Entries taken from a collection:
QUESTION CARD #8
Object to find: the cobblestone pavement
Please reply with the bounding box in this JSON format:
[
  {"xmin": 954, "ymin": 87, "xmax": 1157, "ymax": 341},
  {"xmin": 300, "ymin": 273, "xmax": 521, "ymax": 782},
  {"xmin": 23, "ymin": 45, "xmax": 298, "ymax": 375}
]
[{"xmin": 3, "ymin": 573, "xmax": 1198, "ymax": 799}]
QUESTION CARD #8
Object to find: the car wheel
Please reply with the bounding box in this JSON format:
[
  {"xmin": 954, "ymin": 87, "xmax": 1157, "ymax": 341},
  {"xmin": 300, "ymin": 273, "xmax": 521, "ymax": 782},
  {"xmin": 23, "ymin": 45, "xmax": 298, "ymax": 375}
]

- _Work order_
Using the data above, count the lines that include "Object" and write the number alone.

- _Exercise response_
2